— WHAT THE TASK REQUIRES —
Restate the complete material exactly.

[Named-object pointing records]

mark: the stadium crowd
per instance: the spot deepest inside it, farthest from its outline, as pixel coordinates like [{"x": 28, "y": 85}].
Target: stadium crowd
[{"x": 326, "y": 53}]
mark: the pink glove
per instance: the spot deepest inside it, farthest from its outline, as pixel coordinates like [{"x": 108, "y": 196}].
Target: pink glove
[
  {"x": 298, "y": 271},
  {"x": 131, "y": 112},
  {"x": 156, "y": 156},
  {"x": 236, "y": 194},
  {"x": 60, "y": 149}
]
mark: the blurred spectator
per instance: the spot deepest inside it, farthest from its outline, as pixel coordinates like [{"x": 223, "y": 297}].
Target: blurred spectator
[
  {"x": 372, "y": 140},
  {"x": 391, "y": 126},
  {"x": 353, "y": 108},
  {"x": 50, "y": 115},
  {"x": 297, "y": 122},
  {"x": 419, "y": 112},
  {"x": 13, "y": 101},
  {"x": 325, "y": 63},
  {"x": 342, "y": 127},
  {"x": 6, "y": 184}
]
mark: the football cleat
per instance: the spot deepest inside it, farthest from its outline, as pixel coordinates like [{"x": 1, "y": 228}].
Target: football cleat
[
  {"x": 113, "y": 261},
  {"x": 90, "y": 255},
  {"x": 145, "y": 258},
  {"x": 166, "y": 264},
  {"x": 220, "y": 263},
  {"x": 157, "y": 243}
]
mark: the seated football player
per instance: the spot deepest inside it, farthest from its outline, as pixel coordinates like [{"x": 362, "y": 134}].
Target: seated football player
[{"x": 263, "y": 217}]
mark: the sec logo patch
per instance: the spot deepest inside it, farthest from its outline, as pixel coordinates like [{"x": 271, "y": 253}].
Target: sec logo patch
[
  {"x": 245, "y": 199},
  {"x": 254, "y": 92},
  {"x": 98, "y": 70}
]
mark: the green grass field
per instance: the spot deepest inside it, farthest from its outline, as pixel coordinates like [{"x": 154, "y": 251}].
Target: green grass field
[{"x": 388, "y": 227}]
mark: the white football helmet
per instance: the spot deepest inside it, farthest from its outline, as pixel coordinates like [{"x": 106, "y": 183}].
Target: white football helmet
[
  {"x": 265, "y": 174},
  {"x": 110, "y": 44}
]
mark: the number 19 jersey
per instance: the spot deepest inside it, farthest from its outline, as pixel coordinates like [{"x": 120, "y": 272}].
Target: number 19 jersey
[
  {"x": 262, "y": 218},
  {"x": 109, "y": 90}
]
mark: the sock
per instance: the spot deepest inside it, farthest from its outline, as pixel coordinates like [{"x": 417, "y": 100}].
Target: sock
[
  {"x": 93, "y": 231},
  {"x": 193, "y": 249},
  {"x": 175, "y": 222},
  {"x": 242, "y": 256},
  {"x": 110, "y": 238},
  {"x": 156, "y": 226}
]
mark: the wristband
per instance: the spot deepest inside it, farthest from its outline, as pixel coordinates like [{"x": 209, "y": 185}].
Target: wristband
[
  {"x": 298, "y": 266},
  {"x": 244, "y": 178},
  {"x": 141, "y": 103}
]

— EXERCISE ANSWER —
mark: the stadium crowd
per instance: the spot deepest inside it, farthest from its outline, as pixel coordinates like [{"x": 28, "y": 85}].
Target: stadium crowd
[{"x": 326, "y": 53}]
mark: the pink glove
per instance: the spot deepest inside it, farthest from its outline, as pixel coordinates like [{"x": 108, "y": 196}].
Target: pink glove
[
  {"x": 298, "y": 271},
  {"x": 131, "y": 112},
  {"x": 156, "y": 156},
  {"x": 236, "y": 194},
  {"x": 60, "y": 149}
]
mark: the blurred spectator
per instance: the spot deepest inside it, farthest from its outline, as pixel coordinates like [{"x": 223, "y": 297}].
Target: blurred spectator
[
  {"x": 372, "y": 140},
  {"x": 391, "y": 126},
  {"x": 353, "y": 108},
  {"x": 50, "y": 115},
  {"x": 297, "y": 122},
  {"x": 419, "y": 112},
  {"x": 13, "y": 101},
  {"x": 325, "y": 63},
  {"x": 342, "y": 127},
  {"x": 6, "y": 184}
]
mark: the football cleat
per instance: the spot deepest inside it, farthest from its outline, as pixel coordinates like [{"x": 1, "y": 228}].
Target: football cleat
[
  {"x": 113, "y": 261},
  {"x": 90, "y": 255},
  {"x": 145, "y": 258},
  {"x": 166, "y": 264},
  {"x": 220, "y": 263},
  {"x": 157, "y": 243}
]
mark: the seated football player
per instance: the spot deepest inside it, farthest from its outline, as pixel coordinates like [{"x": 362, "y": 134}].
Target: seated football player
[{"x": 263, "y": 217}]
mark: the sec logo patch
per instance: the spot deepest inside it, farthest from its outline, as pixel coordinates like [{"x": 271, "y": 253}].
Target: sec logo patch
[
  {"x": 245, "y": 199},
  {"x": 254, "y": 92},
  {"x": 98, "y": 70}
]
mark: the green grass field
per instance: the spot deepest inside it, farthest from its outline, as pixel coordinates like [{"x": 154, "y": 251}].
Target: green grass field
[{"x": 388, "y": 227}]
mark: the white football helmet
per instance: the spot deepest inside it, farthest from its outline, as pixel coordinates like [{"x": 106, "y": 183}].
Target: white football helmet
[
  {"x": 265, "y": 174},
  {"x": 110, "y": 44}
]
mark: the number 19 jersey
per instance: the spot deepest inside it, farthest from its outline, as pixel coordinates like [{"x": 120, "y": 272}].
Target: number 19 jersey
[
  {"x": 262, "y": 218},
  {"x": 109, "y": 90}
]
mark: the sock
per instance: the spot deepest inside it, farthest from its outline, as pixel coordinates like [{"x": 417, "y": 100}].
Target: sock
[
  {"x": 93, "y": 231},
  {"x": 193, "y": 249},
  {"x": 175, "y": 222},
  {"x": 242, "y": 256},
  {"x": 110, "y": 238},
  {"x": 156, "y": 226}
]
mark: the wristband
per instance: the spot deepest inside it, farthest from its outline, as pixel coordinates like [{"x": 209, "y": 185}].
Target: wristband
[
  {"x": 298, "y": 266},
  {"x": 244, "y": 178},
  {"x": 141, "y": 103}
]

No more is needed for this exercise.